### EXERCISE MATERIAL

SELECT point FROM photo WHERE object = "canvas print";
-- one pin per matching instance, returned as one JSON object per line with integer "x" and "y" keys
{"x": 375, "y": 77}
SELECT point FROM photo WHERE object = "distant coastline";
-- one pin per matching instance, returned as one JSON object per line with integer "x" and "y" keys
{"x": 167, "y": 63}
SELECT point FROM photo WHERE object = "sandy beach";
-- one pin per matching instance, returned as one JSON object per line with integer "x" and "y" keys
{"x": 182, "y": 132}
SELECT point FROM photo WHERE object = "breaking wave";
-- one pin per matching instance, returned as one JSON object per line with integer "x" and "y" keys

######
### EXERCISE MATERIAL

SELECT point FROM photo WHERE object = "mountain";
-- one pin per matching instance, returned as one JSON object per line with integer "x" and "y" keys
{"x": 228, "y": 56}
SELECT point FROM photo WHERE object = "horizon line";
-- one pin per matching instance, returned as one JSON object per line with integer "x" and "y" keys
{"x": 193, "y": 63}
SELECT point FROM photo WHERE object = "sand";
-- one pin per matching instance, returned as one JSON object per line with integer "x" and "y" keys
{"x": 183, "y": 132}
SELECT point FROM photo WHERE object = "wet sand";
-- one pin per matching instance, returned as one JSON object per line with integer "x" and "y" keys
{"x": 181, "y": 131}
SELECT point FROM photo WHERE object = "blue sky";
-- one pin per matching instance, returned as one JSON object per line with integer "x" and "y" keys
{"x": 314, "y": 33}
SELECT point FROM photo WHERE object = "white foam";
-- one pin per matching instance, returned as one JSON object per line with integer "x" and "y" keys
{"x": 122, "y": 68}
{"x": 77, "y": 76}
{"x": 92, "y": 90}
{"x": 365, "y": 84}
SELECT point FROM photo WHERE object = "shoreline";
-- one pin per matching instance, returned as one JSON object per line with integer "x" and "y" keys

######

Go through the entries and return each line where the word "point" occurs.

■ **YOUR RESPONSE**
SELECT point FROM photo WHERE object = "canvas print";
SELECT point FROM photo WHERE object = "distant coastline";
SELECT point FROM photo WHERE object = "sandy beach";
SELECT point FROM photo WHERE object = "breaking wave";
SELECT point FROM photo WHERE object = "mountain";
SELECT point FROM photo WHERE object = "horizon line";
SELECT point FROM photo WHERE object = "sand";
SELECT point FROM photo WHERE object = "wet sand";
SELECT point FROM photo WHERE object = "blue sky";
SELECT point FROM photo WHERE object = "white foam";
SELECT point FROM photo WHERE object = "shoreline";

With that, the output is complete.